▸ Source data

··········

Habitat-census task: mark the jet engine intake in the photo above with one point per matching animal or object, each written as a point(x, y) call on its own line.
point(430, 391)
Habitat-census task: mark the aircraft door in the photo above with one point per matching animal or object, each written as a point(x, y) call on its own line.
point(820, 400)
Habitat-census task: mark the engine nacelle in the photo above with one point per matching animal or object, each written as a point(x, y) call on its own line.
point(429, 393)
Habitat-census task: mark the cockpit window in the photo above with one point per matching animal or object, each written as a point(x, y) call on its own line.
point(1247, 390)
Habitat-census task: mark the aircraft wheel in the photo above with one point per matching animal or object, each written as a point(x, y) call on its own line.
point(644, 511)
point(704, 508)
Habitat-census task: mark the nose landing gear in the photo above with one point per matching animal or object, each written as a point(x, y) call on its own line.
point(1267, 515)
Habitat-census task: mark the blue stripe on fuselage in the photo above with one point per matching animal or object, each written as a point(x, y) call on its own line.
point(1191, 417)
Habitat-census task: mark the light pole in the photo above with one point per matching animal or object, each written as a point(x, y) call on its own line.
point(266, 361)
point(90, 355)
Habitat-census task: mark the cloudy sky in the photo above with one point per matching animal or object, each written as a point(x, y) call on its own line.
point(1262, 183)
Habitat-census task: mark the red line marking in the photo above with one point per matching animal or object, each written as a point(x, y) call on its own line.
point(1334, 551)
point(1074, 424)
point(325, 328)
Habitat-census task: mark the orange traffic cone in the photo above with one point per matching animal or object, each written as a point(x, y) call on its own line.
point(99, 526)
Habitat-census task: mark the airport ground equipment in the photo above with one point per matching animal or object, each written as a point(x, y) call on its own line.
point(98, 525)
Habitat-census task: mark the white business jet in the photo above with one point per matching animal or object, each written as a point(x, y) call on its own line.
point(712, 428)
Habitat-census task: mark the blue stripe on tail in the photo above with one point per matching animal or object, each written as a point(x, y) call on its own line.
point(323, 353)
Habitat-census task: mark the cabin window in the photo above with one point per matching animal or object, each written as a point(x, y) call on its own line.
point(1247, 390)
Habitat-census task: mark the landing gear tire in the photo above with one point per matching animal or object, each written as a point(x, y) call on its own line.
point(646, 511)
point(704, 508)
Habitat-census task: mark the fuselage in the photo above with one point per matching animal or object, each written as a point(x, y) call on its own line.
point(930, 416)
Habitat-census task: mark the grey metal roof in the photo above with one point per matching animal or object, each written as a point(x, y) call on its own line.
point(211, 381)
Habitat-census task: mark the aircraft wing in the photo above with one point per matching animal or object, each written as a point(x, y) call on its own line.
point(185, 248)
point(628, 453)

··········

▸ Exercise details
Go through the records and set every one down exactly.

▸ Reply
Habitat-census task: mark the jet engine intake in the photo above with one point per matching animal or object, each written as a point(x, y) call on its own line.
point(430, 391)
Habitat-census task: mark the aircraft door in the photo above with one point per matching animal or object, each written as a point(x, y) call on its own line.
point(820, 400)
Habitat-census task: mark the engine nacelle in the photo above with one point per matching animal or object, each written as a point(x, y) call on its own line.
point(429, 393)
Habitat-census task: mark the cockpit window in the photo above with one point per matching animal or object, each written as a point(x, y) call on its own line.
point(1247, 390)
Habitat-census task: mark the aircraft wheel in the photo above with one point per matching animal or object, each written as a point(x, y) call on its own line.
point(644, 511)
point(704, 508)
Habitat-census task: mark the nose landing gear in the photo above with one point per matching animal or object, each written as a point(x, y) call on its own line.
point(1267, 515)
Habitat-census task: mark the blue stripe on fuselage in the photo above with one point per matching animal or object, each written as a point(x, y) call on its own line.
point(1191, 417)
Habitat-census task: mark the light pole in the photo above with one point per matching animal or object, each written as a point(x, y) call on its own line.
point(266, 361)
point(90, 355)
Habitat-census task: mark the cloudy sky in the photo above with one point per matching animal or object, each written as a point(x, y) call on its own line.
point(1262, 183)
Habitat-census task: mark the red line marking in the photo above with one point per matching animal or object, each written as a point(x, y) call on its own line.
point(1334, 551)
point(1074, 424)
point(325, 328)
Habitat-census task: mark the orange traffic cone in the photo above with one point per matching animal or object, each written as a point(x, y) call on its own line.
point(99, 526)
Habitat-census task: mark the airport ground equipment in the photo above with one point per matching animal or object, each written as a point(x, y) call on its own line.
point(98, 525)
Habitat-census task: mark the white business jet in the photo above with one point per matching animal or object, each written as a point(x, y) call on its own line.
point(712, 428)
Habitat-census task: mark the blue stripe on tail in the photo above with one point per matching animal or object, each written as a point(x, y) call on its own line.
point(323, 353)
Habitat-census task: mark the cabin window in the photo above with one point per matching animal or object, each written as a point(x, y) call on its own line.
point(1247, 390)
Habitat-census task: mark the landing gear tire in the photo above with one point per matching animal or object, each written as a point(x, y) call on its own line.
point(646, 511)
point(704, 508)
Habitat-census task: mark the fuselage in the photo above with one point per matching animal or object, each written as a point(x, y) call on its own line.
point(930, 416)
Habitat-census task: mark the grey metal roof in the photo above with one point per matching animal or object, each written as a point(x, y) call on its own line.
point(211, 381)
Habitat-census task: mark the aircraft wing in the photo above with one point per matching animal or object, each written as a point(x, y) call on its own line.
point(185, 248)
point(628, 453)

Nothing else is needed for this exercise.